WORK TO COMPLETE: In the piece below on Hillary Clinton and fossil fuel money, why are candidates asked to begin their pledge with a promise to refuse all campaign donations from fossil fuel companies?

PASSAGE TO READ:
** Start **

She's taken a strong stance on campaign donations from private prisons, but Hillary Clinton is yet to walk a clear line on accepting money from fossil fuel corporations and lobbyists.
This week, Greenpeace and more than 20 partners called on all 2016 presidential candidates to commit to a people-powered democracy. That means their potential administrations would prioritize reforms to get money out of politics and protect voting rights. To prove they mean business, we’re asking all candidates to start off their pledge with a commitment to refuse all campaign donations from fossil fuel companies.
Already, presidential candidate Bernie Sanders has signed the pledge and vowed to reject dirty energy money. Now our sights are set on candidates Hillary Clinton and Martin O’Malley.
Why Hillary?
To be sure, candidates from both parties have a role in protecting our democracy. The campaign committee for Republican candidate Ted Cruz, for example, has also taken money from the fossil fuel industry, specifically the Murray Energy PAC, part of the nation’s largest underground coal mining company.
Secretary Clinton has already said that she believes Exxon should be prosecuted for misleading the public on what it knew about climate change going back to the 1970s. New evidence has surfaced showing that other fossil fuel companies, including Shell and Chevron, also knew.
But when asked last month whether her campaign would stop taking money from the fossil fuel industry, Clinton wavered, saying that she wasn’t aware if her campaign had taken money, but would look into it.
Well, we looked into it.

** End **

[Location identification items]

** Start **

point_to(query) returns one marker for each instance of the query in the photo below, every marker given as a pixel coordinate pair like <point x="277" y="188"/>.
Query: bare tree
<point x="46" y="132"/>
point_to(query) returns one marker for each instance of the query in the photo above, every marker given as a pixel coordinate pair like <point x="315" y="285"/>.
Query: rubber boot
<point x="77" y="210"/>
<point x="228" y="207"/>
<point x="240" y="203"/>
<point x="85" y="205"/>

** End **
** Start **

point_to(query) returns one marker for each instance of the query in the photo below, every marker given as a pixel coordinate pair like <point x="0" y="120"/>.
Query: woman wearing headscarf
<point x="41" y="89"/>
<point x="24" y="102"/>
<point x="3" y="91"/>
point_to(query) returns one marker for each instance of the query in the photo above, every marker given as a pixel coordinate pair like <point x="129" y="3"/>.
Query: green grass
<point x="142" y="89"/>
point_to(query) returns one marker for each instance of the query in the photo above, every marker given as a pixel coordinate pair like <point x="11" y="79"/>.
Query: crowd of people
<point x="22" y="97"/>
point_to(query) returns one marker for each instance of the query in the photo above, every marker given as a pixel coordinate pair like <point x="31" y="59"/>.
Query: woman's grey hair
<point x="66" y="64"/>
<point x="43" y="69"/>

** End **

RESULT BELOW: They are asked to start that way to prove they mean business about committing to a people-powered democracy, which means getting money out of politics and protecting voting rights.